━━━ Excerpted data ━━━

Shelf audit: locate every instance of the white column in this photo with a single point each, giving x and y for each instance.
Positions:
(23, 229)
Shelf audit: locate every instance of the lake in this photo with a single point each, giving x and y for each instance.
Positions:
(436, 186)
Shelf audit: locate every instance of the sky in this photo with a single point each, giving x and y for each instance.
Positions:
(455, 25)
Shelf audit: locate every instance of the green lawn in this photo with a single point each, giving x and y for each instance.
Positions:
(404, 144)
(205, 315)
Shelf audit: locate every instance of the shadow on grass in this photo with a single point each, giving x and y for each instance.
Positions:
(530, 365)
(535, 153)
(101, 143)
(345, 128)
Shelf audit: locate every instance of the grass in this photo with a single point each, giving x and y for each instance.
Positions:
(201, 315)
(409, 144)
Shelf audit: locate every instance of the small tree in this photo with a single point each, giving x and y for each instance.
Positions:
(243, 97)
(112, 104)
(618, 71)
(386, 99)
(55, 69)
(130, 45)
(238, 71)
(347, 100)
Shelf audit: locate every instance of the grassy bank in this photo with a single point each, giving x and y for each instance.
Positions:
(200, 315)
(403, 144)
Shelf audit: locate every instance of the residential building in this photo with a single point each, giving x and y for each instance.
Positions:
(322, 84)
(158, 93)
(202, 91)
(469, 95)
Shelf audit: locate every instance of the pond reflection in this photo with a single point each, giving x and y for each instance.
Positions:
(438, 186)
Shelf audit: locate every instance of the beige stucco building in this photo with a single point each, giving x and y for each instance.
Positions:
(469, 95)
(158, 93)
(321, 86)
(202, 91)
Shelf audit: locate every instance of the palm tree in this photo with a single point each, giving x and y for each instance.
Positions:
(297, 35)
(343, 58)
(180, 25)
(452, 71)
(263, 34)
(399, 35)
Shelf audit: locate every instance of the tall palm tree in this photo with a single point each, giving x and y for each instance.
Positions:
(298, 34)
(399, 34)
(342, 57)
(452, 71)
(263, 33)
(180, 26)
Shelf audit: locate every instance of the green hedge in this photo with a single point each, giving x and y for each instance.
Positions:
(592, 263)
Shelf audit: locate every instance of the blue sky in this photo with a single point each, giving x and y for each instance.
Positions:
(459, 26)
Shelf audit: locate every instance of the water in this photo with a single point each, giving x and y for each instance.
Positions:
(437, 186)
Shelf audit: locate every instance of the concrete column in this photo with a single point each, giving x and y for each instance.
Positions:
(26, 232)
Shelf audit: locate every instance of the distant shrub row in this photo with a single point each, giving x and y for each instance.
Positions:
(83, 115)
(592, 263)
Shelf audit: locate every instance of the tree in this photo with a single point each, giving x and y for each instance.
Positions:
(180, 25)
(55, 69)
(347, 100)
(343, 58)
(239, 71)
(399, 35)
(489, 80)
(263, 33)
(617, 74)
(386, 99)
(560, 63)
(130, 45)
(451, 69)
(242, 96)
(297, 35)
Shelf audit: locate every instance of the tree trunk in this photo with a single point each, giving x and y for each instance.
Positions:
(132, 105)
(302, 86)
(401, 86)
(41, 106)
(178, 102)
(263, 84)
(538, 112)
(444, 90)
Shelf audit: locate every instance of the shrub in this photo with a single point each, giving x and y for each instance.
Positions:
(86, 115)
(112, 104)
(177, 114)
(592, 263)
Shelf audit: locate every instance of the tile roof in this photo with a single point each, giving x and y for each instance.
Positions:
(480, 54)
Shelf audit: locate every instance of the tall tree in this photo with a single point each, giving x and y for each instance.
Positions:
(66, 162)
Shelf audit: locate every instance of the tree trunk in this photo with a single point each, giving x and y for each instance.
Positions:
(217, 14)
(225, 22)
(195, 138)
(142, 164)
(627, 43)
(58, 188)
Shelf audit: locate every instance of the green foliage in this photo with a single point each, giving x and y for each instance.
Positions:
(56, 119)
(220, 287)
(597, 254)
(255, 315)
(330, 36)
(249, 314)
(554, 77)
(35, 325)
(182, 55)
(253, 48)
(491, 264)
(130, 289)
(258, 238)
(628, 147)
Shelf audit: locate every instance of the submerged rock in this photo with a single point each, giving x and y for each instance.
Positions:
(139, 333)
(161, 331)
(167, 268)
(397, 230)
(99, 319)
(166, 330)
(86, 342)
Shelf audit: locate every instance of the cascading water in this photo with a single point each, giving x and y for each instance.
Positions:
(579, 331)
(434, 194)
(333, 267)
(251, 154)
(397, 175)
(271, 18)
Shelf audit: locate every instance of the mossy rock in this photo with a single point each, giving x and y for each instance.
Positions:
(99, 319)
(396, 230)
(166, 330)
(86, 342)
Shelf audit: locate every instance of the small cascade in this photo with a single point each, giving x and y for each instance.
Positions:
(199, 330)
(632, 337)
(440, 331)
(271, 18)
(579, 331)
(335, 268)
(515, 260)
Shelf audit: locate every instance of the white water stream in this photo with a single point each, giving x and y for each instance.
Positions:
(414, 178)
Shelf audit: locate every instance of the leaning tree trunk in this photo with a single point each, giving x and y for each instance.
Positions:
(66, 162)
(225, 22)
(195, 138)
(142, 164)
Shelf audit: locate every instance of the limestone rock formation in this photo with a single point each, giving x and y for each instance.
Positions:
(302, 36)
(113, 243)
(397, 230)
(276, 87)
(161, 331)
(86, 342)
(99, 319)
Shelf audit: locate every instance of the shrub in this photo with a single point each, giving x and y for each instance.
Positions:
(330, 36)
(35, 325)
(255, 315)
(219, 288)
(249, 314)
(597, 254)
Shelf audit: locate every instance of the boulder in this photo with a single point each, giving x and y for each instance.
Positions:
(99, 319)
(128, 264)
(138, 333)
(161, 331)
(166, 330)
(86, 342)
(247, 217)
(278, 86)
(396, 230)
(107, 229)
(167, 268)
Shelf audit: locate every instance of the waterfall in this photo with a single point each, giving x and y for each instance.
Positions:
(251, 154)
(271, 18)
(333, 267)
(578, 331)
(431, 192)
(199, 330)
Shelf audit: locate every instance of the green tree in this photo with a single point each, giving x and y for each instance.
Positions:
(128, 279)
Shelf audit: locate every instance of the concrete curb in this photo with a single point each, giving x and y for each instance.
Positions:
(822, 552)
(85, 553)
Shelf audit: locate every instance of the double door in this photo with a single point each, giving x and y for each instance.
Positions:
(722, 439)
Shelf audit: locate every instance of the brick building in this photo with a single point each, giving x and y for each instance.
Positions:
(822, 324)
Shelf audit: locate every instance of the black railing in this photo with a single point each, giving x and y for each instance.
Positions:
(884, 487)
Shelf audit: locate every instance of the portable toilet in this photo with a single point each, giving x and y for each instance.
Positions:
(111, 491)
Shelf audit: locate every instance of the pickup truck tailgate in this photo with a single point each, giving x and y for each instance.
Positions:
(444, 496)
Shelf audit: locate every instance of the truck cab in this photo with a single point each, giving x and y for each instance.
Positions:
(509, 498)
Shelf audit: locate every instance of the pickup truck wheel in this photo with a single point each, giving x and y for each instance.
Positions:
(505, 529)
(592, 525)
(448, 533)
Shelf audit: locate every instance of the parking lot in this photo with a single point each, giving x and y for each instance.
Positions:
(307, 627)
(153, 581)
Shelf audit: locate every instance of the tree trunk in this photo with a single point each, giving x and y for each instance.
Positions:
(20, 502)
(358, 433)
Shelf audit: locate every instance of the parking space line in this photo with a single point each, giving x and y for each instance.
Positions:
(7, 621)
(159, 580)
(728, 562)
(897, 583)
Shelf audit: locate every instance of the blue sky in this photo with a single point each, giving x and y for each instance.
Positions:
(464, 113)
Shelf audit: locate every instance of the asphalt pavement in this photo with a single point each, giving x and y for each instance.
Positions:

━━━

* [Your assignment] Say each line again exactly as it appears above.

* [Response to this exercise]
Shelf audit: locate every instance of the white column in this photo with a single point each, giving x and y for each instance.
Positions:
(23, 229)
Shelf audit: locate every instance of the lake in this photo with a single point each, giving x and y for each instance.
Positions:
(436, 186)
Shelf audit: locate every instance of the sky in this photo with a single point each, giving x and y for each instance.
Positions:
(455, 25)
Shelf audit: locate every instance of the green lawn in this photo with a single point each, giving x and y for each instance.
Positions:
(404, 144)
(205, 315)
Shelf audit: locate every instance of the shadow on grass in this photo with a single point each, giving x and y for each instance.
Positions:
(530, 365)
(535, 153)
(101, 143)
(345, 128)
Shelf audit: locate every instance of the grass in this photo with a single point each, giving x and y for each instance.
Positions:
(201, 315)
(409, 144)
Shelf audit: locate every instance of the small tree in this photo with a single point each, giving x and y for each instance.
Positions:
(243, 97)
(112, 104)
(618, 71)
(386, 99)
(55, 69)
(130, 45)
(238, 71)
(347, 100)
Shelf audit: locate every instance of the grassy bank in this photo with a single point each, giving x and y for each instance.
Positions:
(200, 315)
(403, 144)
Shelf audit: locate every instance of the residential building in this photo with a single point each, giving x and y for each instance.
Positions:
(322, 84)
(158, 93)
(202, 91)
(469, 95)
Shelf audit: locate every instance of the pond reflection in this photo with a single point each, giving x and y for each instance.
Positions:
(438, 186)
Shelf audit: locate every instance of the beige stucco building in this photo with a single point each, giving x and y for each instance.
Positions:
(469, 95)
(158, 93)
(321, 86)
(202, 91)
Shelf audit: locate every instance of the palm tree in this photo with a single point each, giving x and y for each instance.
Positions:
(297, 35)
(343, 58)
(180, 25)
(452, 71)
(263, 34)
(399, 35)
Shelf audit: locate every instance of the tall palm tree in this photo with a single point each, giving x and y for each instance.
Positions:
(298, 34)
(399, 34)
(342, 57)
(452, 71)
(263, 33)
(180, 26)
Shelf audit: locate every instance of the green hedge in this photo with a single point each, giving x and y for each instance.
Positions:
(592, 263)
Shelf audit: locate every instance of the blue sky in this photo with a single point each, giving x and y for each instance.
Positions:
(459, 26)
Shelf audit: locate every instance of the water in this photo with a single point each, giving x and y for each instance.
Positions:
(437, 186)
Shelf audit: locate every instance of the concrete column in this photo with a single point each, giving x and y for each instance.
Positions:
(26, 232)
Shelf audit: locate every instance of the distant shrub row in this photo with a single point each, giving x and y for each instance.
Positions:
(83, 115)
(592, 263)
Shelf audit: locate every instance of the tree in this photo with a single point each, giving x and y for each instance.
Positions:
(180, 25)
(55, 69)
(347, 100)
(343, 58)
(239, 71)
(399, 35)
(489, 80)
(263, 33)
(617, 74)
(386, 99)
(560, 63)
(130, 45)
(451, 69)
(242, 96)
(297, 35)
Shelf audit: locate every instance of the tree trunk in this photo with a single point each, giving x and y for each instance.
Positions:
(132, 105)
(302, 86)
(401, 86)
(41, 106)
(178, 102)
(263, 84)
(538, 112)
(444, 90)
Shelf audit: locate every instance of the shrub in this photo with a single point each, giving x and y for each instance.
Positions:
(86, 115)
(112, 104)
(177, 114)
(592, 263)
Shelf audit: locate every instance of the tile roof in this photo with a single point each, giving x and y for each instance.
Positions:
(480, 54)
Shelf audit: locate every instance of the tall tree in this photo with a single point each, giving x and y for each instance.
Positions:
(66, 162)
Shelf audit: locate every instance of the tree trunk in this photo with a single point each, giving x and y for each instance.
Positions:
(217, 14)
(225, 22)
(195, 138)
(142, 164)
(627, 43)
(58, 188)
Shelf audit: locate every instance of the green foliage in this photo with a single point each, giving x and y for each instance.
Positions:
(56, 119)
(220, 287)
(597, 254)
(255, 315)
(330, 36)
(249, 314)
(554, 77)
(35, 325)
(182, 55)
(253, 48)
(491, 264)
(130, 289)
(258, 238)
(628, 147)
Shelf audit: locate every instance of the submerged rock in this photo with a single point each, giving x and y for each instance.
Positions:
(139, 333)
(161, 331)
(167, 268)
(397, 230)
(99, 319)
(166, 330)
(86, 342)
Shelf audit: locate every instance of the cascading water in this photo with a single point each, giving x and y for each instance.
Positions:
(579, 331)
(434, 194)
(333, 267)
(251, 154)
(397, 175)
(271, 18)
Shelf audit: locate every instance of the mossy rock in this photo with a single point each, giving x and y for each instance.
Positions:
(99, 319)
(396, 230)
(166, 330)
(86, 342)
Shelf audit: locate every instance of the small cascade in this photo with a single point each, giving x and y for each instance.
Positions:
(199, 330)
(632, 337)
(440, 331)
(271, 18)
(579, 331)
(335, 268)
(515, 260)
Shelf audit: locate every instance of the white water stream in this photo with a single point each, giving x and y for each instance.
Positions:
(414, 178)
Shelf audit: locate every instance of the leaning tree trunk in this photo with a single point each, giving x and y for each instance.
Positions:
(66, 162)
(225, 22)
(195, 138)
(142, 164)
Shelf audit: locate every instance of the limestone rock formation in this photo with a single point each, giving x and y for each instance.
Positions:
(302, 36)
(113, 243)
(397, 230)
(276, 87)
(161, 331)
(86, 342)
(99, 319)
Shelf audit: locate every instance of the shrub in this photo with a single point each, giving x and y for each instance.
Positions:
(330, 36)
(35, 325)
(255, 315)
(219, 288)
(249, 314)
(597, 254)
Shelf audit: locate every instance of the boulder in this photo with a single point each, giving x and y for each instance.
Positions:
(99, 319)
(128, 264)
(138, 333)
(161, 331)
(166, 330)
(86, 342)
(247, 217)
(278, 86)
(396, 230)
(107, 229)
(167, 268)
Shelf audit: locate every instance of the waterfall in this photo with a single point each, giving x and y for each instance.
Positions:
(251, 154)
(271, 18)
(333, 267)
(578, 331)
(431, 192)
(199, 330)
Shelf audit: locate every instance of the green tree in this photo with a single point each, giving x and y for each instance.
Positions:
(128, 279)
Shelf audit: locate every instance of the concrete curb in this photo with a single point each, giving x and y for each instance.
Positions:
(822, 552)
(85, 553)
Shelf audit: locate every instance of the double door in this photo with a single point each, giving x and y for each instance.
Positions:
(722, 439)
Shelf audit: locate every instance of the brick building in this photo with a single point each, giving x and y for each instance.
Positions:
(822, 324)
Shelf audit: locate every instance of the black railing in this photo with a single point each, giving x and y for each instance.
Positions:
(884, 487)
Shelf audit: locate every instance of the portable toilet in this photo with a single point each, giving x and y for each instance.
Positions:
(111, 491)
Shelf audit: locate every instance of the pickup truck tailgate in this photo with a single point each, giving x and y for each instance.
Positions:
(444, 496)
Shelf audit: locate every instance of the truck cab in this photo with a single point each, giving x and y for each instance.
Positions:
(509, 498)
Shelf audit: locate every instance of the pickup truck wheel in this photo with a single point each, giving x and y for each instance.
Positions:
(505, 529)
(592, 525)
(448, 533)
Shelf audit: locate every instance of the parking lot in this photo with a single point each, giving x and y for each instance.
Positions:
(307, 627)
(153, 581)
Shelf audit: locate every instance of the tree trunk in this photo with a single point each, giving x and y for each instance.
Positions:
(20, 502)
(358, 433)
Shelf audit: locate every instance of the parking space line in this photo with a single point each, giving x and y for each instance.
Positions:
(7, 621)
(159, 580)
(728, 562)
(897, 583)
Shelf audit: locate every instance of the blue sky in this photo with a single point each, giving x and y for each instance.
Positions:
(464, 113)
Shelf audit: locate every instance of the asphalt pavement in this photo with a single point each, giving x and y for each instance.
Positions:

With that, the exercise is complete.